Directions: Which lines in the data contain the word "costume"? Please copy each of them.

*** Task data

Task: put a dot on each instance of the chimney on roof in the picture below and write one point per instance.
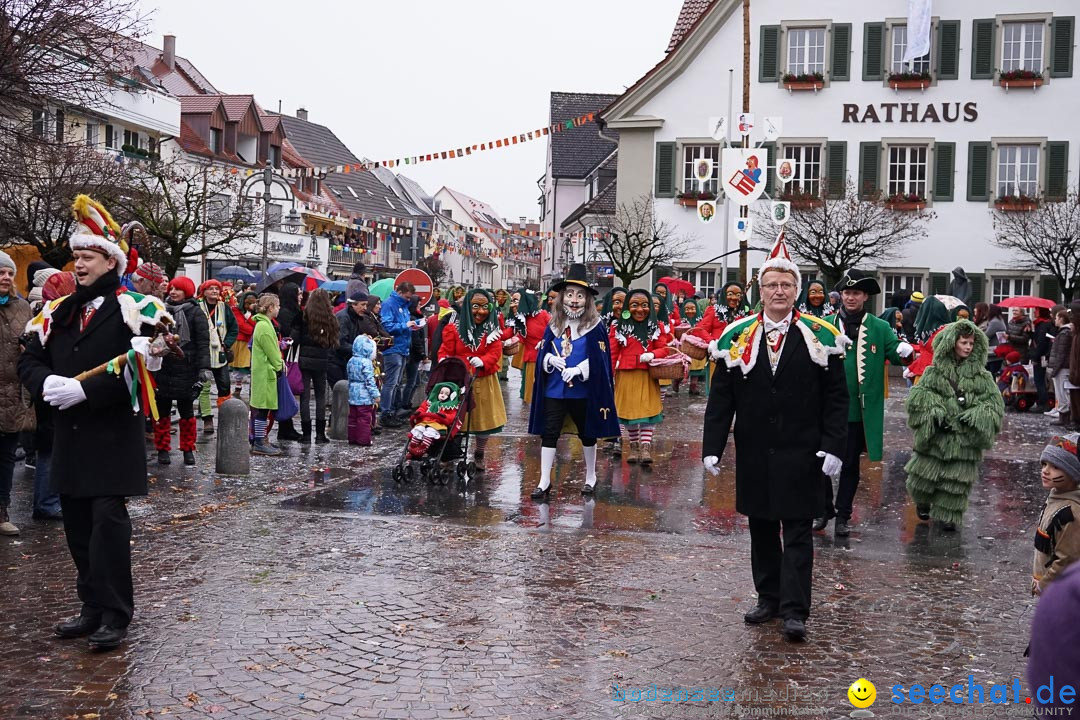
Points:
(169, 53)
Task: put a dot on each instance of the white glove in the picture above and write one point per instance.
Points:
(710, 463)
(63, 393)
(831, 464)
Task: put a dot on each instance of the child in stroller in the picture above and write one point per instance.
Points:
(435, 418)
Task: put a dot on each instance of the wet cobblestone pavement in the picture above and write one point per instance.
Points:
(320, 588)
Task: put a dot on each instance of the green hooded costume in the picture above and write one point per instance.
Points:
(956, 412)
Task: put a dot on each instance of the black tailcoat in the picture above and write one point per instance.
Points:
(781, 422)
(99, 448)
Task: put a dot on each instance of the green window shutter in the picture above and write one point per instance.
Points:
(836, 175)
(873, 51)
(666, 164)
(869, 163)
(1057, 170)
(939, 283)
(944, 171)
(977, 287)
(768, 63)
(979, 171)
(1062, 37)
(841, 52)
(1050, 288)
(769, 167)
(982, 49)
(948, 50)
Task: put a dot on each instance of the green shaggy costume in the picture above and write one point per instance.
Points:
(952, 435)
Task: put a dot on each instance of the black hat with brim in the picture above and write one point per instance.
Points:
(856, 280)
(576, 275)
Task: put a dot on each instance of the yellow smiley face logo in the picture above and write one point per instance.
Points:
(862, 693)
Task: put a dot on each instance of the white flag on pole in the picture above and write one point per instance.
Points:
(918, 29)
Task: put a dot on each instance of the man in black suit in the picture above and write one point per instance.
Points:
(780, 377)
(98, 445)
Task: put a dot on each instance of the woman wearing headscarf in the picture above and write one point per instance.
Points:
(527, 322)
(932, 317)
(636, 339)
(956, 412)
(476, 339)
(813, 300)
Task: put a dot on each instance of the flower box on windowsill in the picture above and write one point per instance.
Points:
(1015, 204)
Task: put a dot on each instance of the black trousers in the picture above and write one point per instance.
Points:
(98, 532)
(782, 572)
(849, 475)
(555, 411)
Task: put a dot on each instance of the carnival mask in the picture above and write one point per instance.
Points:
(574, 302)
(639, 308)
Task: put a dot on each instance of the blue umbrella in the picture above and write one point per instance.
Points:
(234, 272)
(335, 285)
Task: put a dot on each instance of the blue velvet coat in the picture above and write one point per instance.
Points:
(602, 419)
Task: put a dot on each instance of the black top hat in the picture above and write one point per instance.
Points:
(856, 280)
(576, 275)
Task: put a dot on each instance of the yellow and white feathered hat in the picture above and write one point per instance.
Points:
(96, 230)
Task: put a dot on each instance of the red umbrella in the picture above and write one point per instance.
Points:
(676, 285)
(1026, 301)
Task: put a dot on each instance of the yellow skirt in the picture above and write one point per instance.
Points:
(637, 396)
(489, 413)
(241, 355)
(530, 376)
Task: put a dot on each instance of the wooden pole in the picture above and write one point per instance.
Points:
(744, 211)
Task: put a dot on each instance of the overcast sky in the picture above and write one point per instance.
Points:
(395, 78)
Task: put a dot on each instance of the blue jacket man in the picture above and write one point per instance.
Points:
(397, 323)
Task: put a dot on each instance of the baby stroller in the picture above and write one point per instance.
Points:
(447, 447)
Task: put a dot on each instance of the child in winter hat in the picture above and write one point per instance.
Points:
(1057, 537)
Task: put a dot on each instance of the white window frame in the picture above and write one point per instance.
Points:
(1008, 284)
(798, 148)
(786, 27)
(999, 40)
(927, 181)
(893, 45)
(691, 151)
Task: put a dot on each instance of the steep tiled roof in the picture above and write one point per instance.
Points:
(691, 11)
(199, 104)
(316, 144)
(575, 152)
(602, 204)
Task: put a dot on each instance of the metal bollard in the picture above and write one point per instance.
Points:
(339, 411)
(233, 450)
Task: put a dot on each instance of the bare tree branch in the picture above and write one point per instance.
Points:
(636, 242)
(837, 234)
(1045, 240)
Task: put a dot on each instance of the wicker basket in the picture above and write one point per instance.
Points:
(673, 371)
(692, 351)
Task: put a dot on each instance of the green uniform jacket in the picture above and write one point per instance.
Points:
(864, 366)
(266, 364)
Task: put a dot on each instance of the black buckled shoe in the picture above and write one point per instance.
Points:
(107, 638)
(77, 627)
(763, 613)
(794, 629)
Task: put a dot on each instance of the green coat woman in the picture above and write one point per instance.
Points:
(266, 364)
(956, 412)
(864, 367)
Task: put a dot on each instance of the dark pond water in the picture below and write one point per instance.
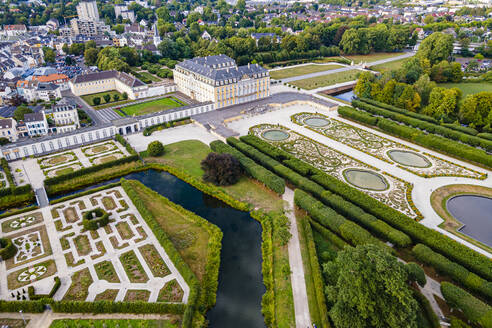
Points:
(347, 96)
(240, 279)
(475, 212)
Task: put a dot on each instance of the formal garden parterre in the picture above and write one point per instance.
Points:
(119, 261)
(407, 158)
(336, 164)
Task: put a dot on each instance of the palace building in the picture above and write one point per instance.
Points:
(220, 80)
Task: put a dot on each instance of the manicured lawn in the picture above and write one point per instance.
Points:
(389, 66)
(149, 76)
(468, 88)
(179, 229)
(89, 98)
(111, 323)
(187, 156)
(326, 80)
(151, 106)
(373, 57)
(301, 70)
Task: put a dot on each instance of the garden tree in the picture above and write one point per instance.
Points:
(20, 112)
(155, 148)
(436, 47)
(367, 287)
(221, 169)
(424, 87)
(363, 86)
(90, 56)
(49, 55)
(409, 99)
(443, 103)
(477, 109)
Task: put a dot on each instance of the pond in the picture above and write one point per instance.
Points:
(409, 158)
(475, 214)
(316, 122)
(275, 135)
(240, 279)
(347, 96)
(365, 179)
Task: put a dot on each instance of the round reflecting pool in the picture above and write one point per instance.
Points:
(275, 135)
(316, 122)
(475, 214)
(365, 179)
(409, 158)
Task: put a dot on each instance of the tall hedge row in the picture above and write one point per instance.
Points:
(318, 282)
(474, 309)
(369, 221)
(454, 271)
(452, 249)
(258, 172)
(429, 127)
(349, 112)
(399, 110)
(330, 219)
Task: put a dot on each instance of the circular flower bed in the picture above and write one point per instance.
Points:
(95, 219)
(7, 249)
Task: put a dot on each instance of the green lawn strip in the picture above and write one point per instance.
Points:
(187, 155)
(326, 80)
(112, 323)
(468, 88)
(90, 98)
(373, 57)
(393, 65)
(152, 106)
(301, 70)
(133, 267)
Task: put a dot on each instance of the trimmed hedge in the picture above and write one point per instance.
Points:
(355, 213)
(452, 249)
(328, 235)
(200, 299)
(93, 223)
(129, 148)
(474, 309)
(258, 172)
(7, 249)
(349, 112)
(455, 271)
(319, 285)
(416, 273)
(399, 110)
(328, 218)
(429, 127)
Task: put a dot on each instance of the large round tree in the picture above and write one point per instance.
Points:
(221, 169)
(367, 287)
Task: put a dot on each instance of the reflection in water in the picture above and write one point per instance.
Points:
(475, 212)
(240, 279)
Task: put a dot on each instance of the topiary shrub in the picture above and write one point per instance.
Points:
(95, 219)
(7, 249)
(221, 169)
(155, 148)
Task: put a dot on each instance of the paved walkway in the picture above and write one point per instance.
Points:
(299, 293)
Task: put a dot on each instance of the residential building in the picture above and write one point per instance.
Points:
(87, 11)
(8, 129)
(36, 124)
(106, 81)
(220, 80)
(66, 117)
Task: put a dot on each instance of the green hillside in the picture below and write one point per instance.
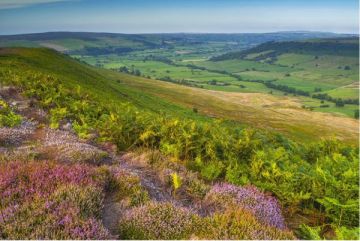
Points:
(261, 111)
(315, 181)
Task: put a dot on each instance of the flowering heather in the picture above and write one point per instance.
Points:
(42, 200)
(265, 208)
(238, 224)
(157, 221)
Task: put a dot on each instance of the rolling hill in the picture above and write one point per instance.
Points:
(174, 137)
(272, 113)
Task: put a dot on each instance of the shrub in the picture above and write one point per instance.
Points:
(7, 117)
(44, 200)
(157, 221)
(265, 208)
(238, 224)
(128, 188)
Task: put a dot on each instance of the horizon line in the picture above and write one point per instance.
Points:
(135, 33)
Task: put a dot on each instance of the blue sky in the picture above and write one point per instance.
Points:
(160, 16)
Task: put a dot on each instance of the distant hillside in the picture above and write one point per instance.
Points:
(270, 50)
(104, 43)
(252, 109)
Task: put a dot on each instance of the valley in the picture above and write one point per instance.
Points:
(179, 136)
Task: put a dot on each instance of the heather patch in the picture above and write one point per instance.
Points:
(42, 200)
(265, 208)
(238, 224)
(128, 188)
(157, 221)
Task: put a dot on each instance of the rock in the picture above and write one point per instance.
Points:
(17, 135)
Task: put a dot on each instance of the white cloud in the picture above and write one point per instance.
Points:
(4, 4)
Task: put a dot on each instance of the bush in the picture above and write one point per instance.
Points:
(238, 224)
(127, 187)
(157, 221)
(265, 208)
(43, 200)
(7, 117)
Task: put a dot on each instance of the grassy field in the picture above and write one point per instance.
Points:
(269, 112)
(168, 57)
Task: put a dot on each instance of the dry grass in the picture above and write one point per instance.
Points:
(265, 111)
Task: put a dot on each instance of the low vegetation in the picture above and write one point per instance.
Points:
(318, 181)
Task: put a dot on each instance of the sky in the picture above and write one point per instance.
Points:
(169, 16)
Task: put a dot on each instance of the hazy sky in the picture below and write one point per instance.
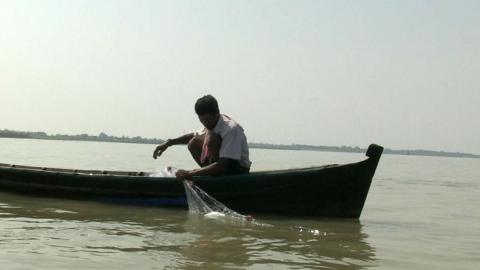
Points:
(404, 74)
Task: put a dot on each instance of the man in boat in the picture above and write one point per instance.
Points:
(219, 148)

******

Answer below:
Task: put a dot on each instance of the green hooded costume in the picture above and write one point per instance.
Task: put a dot on each instance of the green shaggy costume in the picture above and write one point per instance.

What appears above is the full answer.